[Raw records]
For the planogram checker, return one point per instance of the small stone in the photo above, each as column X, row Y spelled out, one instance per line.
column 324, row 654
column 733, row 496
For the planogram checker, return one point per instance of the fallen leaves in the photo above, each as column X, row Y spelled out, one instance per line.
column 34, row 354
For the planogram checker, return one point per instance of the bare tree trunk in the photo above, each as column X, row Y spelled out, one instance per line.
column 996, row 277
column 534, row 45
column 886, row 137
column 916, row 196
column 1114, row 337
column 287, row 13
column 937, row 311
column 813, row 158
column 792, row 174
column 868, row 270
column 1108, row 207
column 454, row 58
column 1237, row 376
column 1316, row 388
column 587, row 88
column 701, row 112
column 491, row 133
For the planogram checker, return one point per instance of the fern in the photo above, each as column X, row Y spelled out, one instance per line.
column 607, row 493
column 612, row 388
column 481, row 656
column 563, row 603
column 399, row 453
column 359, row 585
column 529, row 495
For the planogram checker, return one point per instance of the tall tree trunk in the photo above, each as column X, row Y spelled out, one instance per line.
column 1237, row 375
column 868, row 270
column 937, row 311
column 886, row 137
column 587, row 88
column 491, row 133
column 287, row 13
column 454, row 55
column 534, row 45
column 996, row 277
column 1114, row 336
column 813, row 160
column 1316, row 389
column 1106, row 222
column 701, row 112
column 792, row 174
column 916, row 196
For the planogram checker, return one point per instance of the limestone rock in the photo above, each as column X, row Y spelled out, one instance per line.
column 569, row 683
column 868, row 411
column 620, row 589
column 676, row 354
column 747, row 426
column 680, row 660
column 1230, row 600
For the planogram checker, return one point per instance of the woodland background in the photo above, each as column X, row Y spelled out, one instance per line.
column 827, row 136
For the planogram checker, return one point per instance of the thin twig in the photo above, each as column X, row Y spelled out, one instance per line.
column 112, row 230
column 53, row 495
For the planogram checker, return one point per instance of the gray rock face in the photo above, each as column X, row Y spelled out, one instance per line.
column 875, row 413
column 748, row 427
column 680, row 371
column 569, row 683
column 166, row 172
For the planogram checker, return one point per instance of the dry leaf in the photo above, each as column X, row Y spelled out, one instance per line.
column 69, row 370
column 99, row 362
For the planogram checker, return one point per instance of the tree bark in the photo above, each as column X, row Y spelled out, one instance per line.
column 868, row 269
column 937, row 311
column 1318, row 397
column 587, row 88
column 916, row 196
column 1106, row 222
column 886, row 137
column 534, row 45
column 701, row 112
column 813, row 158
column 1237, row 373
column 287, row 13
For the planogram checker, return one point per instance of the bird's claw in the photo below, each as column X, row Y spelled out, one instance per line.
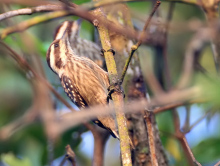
column 114, row 88
column 110, row 50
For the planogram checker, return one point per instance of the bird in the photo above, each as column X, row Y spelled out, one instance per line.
column 79, row 44
column 84, row 82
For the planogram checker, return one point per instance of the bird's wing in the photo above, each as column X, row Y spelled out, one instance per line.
column 72, row 91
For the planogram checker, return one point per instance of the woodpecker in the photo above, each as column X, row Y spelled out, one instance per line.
column 84, row 82
column 81, row 47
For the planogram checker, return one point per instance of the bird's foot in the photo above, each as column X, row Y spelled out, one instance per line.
column 116, row 87
column 110, row 50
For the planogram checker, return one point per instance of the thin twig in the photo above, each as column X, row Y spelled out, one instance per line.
column 31, row 22
column 197, row 44
column 197, row 122
column 117, row 95
column 70, row 155
column 29, row 11
column 135, row 47
column 217, row 164
column 152, row 146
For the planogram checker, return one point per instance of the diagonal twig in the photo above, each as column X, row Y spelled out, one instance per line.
column 135, row 47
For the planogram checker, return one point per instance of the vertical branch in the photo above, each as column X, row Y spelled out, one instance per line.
column 148, row 118
column 117, row 96
column 100, row 137
column 211, row 9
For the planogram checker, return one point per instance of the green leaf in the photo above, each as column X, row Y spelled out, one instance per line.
column 207, row 150
column 11, row 160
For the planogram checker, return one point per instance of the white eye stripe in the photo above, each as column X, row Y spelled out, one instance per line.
column 61, row 30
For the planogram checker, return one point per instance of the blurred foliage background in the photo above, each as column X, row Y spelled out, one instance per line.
column 28, row 146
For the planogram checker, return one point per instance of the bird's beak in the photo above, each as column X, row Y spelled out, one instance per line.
column 65, row 37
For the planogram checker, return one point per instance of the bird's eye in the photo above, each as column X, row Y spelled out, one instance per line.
column 56, row 45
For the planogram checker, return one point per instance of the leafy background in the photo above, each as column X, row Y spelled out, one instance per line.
column 29, row 145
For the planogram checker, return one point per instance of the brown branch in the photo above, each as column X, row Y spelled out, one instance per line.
column 31, row 22
column 135, row 106
column 30, row 3
column 24, row 65
column 195, row 46
column 188, row 152
column 151, row 138
column 135, row 47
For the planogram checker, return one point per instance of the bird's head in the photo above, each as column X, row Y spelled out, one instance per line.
column 72, row 27
column 59, row 52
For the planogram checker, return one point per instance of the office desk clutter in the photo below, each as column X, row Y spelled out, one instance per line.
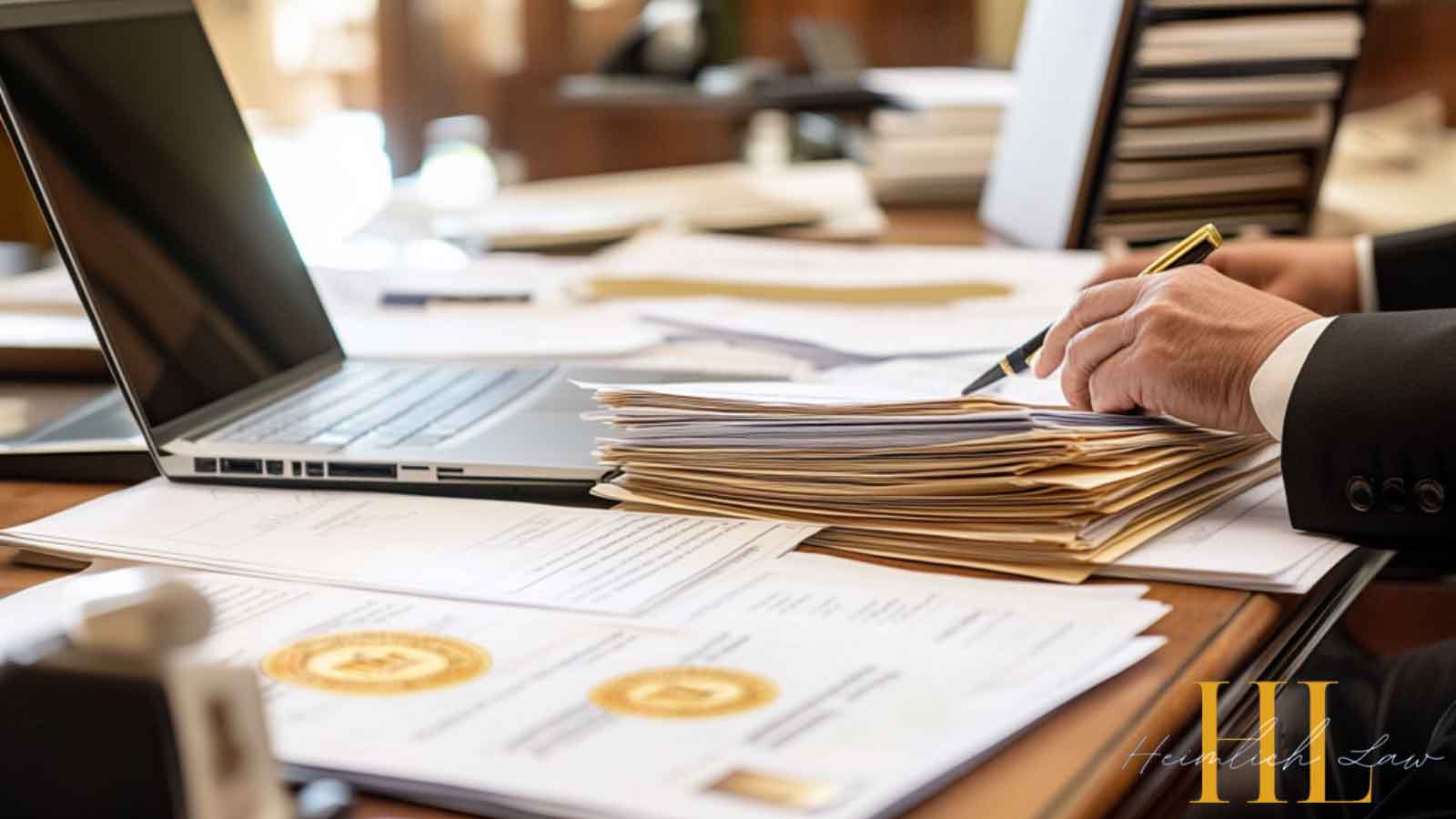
column 938, row 146
column 854, row 703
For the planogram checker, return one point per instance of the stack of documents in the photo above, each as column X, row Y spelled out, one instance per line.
column 938, row 147
column 1228, row 114
column 775, row 685
column 827, row 200
column 1317, row 35
column 660, row 266
column 1016, row 481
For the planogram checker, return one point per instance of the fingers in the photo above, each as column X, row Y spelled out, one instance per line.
column 1087, row 354
column 1094, row 305
column 1113, row 387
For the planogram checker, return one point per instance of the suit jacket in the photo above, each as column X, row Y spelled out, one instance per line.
column 1370, row 430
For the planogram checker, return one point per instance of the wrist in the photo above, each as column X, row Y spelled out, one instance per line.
column 1278, row 331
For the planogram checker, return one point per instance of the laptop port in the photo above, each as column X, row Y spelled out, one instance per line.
column 361, row 470
column 242, row 467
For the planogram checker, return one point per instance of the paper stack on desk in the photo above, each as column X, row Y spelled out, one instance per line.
column 664, row 266
column 798, row 688
column 990, row 481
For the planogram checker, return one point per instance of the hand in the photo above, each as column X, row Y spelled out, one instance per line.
column 1320, row 274
column 1183, row 343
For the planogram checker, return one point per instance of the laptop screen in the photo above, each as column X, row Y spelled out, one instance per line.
column 153, row 181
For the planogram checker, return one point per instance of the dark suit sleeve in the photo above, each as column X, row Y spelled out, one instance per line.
column 1370, row 430
column 1417, row 270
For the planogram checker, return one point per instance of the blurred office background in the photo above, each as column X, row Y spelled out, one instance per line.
column 344, row 95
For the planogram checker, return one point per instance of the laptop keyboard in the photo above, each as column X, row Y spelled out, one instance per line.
column 380, row 407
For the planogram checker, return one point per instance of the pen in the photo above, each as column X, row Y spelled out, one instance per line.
column 1193, row 249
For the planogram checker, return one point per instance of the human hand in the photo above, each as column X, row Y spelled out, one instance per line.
column 1320, row 274
column 1183, row 343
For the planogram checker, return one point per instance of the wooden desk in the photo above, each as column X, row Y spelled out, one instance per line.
column 1070, row 765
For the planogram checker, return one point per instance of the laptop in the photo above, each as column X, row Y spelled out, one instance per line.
column 201, row 302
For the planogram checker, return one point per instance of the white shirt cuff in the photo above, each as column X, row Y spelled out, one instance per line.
column 1365, row 274
column 1274, row 380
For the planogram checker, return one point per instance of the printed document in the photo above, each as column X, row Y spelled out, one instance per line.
column 579, row 716
column 475, row 550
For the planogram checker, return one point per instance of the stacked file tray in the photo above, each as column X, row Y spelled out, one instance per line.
column 1220, row 113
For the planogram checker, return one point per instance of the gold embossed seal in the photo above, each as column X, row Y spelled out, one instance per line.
column 683, row 693
column 378, row 662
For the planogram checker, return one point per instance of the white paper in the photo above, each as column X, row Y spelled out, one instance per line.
column 475, row 550
column 870, row 719
column 1245, row 544
column 863, row 332
column 710, row 258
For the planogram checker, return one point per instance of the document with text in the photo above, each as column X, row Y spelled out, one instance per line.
column 475, row 550
column 570, row 714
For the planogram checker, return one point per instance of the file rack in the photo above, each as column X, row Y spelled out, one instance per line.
column 1088, row 80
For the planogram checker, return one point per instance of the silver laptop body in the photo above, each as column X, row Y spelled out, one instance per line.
column 201, row 302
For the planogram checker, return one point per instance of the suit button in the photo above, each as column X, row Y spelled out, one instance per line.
column 1392, row 494
column 1360, row 493
column 1431, row 496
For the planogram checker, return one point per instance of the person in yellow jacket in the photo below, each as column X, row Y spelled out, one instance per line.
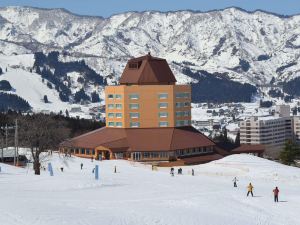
column 250, row 189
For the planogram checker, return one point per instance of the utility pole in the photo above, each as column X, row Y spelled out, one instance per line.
column 16, row 157
column 6, row 137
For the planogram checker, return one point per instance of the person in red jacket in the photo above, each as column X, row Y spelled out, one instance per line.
column 276, row 193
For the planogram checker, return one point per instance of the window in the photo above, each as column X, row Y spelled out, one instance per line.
column 182, row 95
column 134, row 106
column 119, row 124
column 134, row 115
column 118, row 115
column 134, row 96
column 180, row 123
column 118, row 106
column 118, row 96
column 186, row 104
column 163, row 124
column 163, row 96
column 163, row 114
column 111, row 124
column 134, row 124
column 179, row 104
column 110, row 106
column 186, row 113
column 163, row 105
column 178, row 114
column 110, row 115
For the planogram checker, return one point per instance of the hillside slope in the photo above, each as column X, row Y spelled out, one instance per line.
column 137, row 195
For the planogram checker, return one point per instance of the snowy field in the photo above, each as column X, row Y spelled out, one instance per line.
column 135, row 195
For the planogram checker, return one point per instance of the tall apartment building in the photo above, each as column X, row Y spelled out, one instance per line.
column 148, row 118
column 270, row 131
column 296, row 122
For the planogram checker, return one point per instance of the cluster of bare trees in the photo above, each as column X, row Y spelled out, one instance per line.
column 41, row 134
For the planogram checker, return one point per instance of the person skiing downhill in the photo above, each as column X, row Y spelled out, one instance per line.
column 276, row 193
column 250, row 189
column 235, row 180
column 172, row 171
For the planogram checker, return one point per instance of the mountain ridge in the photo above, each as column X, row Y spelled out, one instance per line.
column 248, row 47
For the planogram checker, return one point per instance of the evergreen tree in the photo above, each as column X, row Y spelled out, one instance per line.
column 46, row 99
column 81, row 95
column 289, row 153
column 67, row 113
column 95, row 97
column 237, row 141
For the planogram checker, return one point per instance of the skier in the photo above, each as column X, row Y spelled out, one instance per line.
column 250, row 189
column 276, row 193
column 235, row 182
column 172, row 172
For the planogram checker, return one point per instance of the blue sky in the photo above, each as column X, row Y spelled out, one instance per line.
column 109, row 7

EXERCISE REQUIREMENTS
Convert the records above, from their first line through the line containing "column 529, row 495", into a JSON list of strings with one string per line, leaving out blank lines.

ANSWER TO THIS TASK
[
  "For the planogram checker, return one point per instance of the small stone in the photo above, each as column X, row Y spelled out, one instance per line.",
  "column 324, row 654",
  "column 733, row 496",
  "For the planogram checker, return one point per instance of the fallen leaves in the photo above, each as column X, row Y spelled out, one instance per line.",
  "column 34, row 354",
  "For the planogram checker, return one point per instance of the bare tree trunk in the photo above, each as column X, row Y spelled out, one instance per line.",
  "column 996, row 277",
  "column 534, row 45",
  "column 886, row 137",
  "column 916, row 196",
  "column 1114, row 337",
  "column 287, row 13",
  "column 937, row 311",
  "column 813, row 158",
  "column 792, row 174",
  "column 868, row 270",
  "column 1108, row 207",
  "column 454, row 58",
  "column 1237, row 376",
  "column 1316, row 388",
  "column 587, row 88",
  "column 701, row 112",
  "column 491, row 133",
  "For the planogram checker, return one point per instance of the fern in the photo above, each as column X, row Y spelled out, one instance per line.",
  "column 607, row 493",
  "column 612, row 388",
  "column 481, row 656",
  "column 563, row 603",
  "column 399, row 453",
  "column 359, row 585",
  "column 529, row 495"
]